Excerpted text →
——
Yes, it takes a few more steps, but it’s still completely doable—and I’ll guide you through every part! From tips to keeping your puff pastry crisp to ensuring your custard is smooth and your ganache is foolproof, I’ll show you how to make this like a pro. Be sure to check out ALL my Success Tips below.
This cake is a springtime (and summer, fall, and winter, if I’m honest) must-have in our house, earning rave reviews every time I make it. My boys (including Mr. Fresh Cooky!) devour it, and I love how it’s an elegant, make-ahead dessert that’s perfect for gatherings or even a weeknight treat. Give this Chocolate Éclair Cake a try—you’ll never want to go back to shortcuts again! Plus, my version is a better choice compared to the instant vanilla pudding mix and whipped topping versions. But let’s be real—it’s still dessert 😜
And if you’re a fan of decadent, crowd-pleasing desserts, be sure to check out my Cream Puff Cake, which has similar rich flavors and creamy texture. For more chocolate goodness, you can’t go wrong with this Hot Cocoa Poke Cake—perfect for chocoholics! And try my Oreo Pudding Dessert, which is always a hit at potlucks and family gatherings.
Easy Chocolate Eclair Cake ingredients
- Puff Pastry: Pre-made frozen puff pastry sheets work beautifully here. Look for all-butter versions for the best flavor. Check out my tips for the best way to thaw puff pastry. Instead of making choux pastry like in a traditional chocolate eclair pastry, we’re using puff pastry.
——
Raw data →
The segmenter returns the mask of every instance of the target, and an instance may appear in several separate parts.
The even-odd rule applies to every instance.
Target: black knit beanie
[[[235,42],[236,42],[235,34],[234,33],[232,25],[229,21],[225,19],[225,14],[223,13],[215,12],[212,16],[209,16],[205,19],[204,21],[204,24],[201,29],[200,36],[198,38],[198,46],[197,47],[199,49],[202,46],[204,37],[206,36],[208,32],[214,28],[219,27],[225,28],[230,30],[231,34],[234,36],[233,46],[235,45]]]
——
What to do →
(A) In the chocolate éclair cake excerpt, why does it recommend all-butter puff pastry sheets?
(B) Duplicate the stretch of the chocolate éclair cake excerpt from "Easy Chocolate Eclair" through "using puff pastry.".

Results of the tasks →
(A) All-butter puff pastry gives the best flavor.

(B)
Easy Chocolate Eclair Cake ingredients
- Puff Pastry: Pre-made frozen puff pastry sheets work beautifully here. Look for all-butter versions for the best flavor. Check out my tips for the best way to thaw puff pastry. Instead of making choux pastry like in a traditional chocolate eclair pastry, we’re using puff pastry.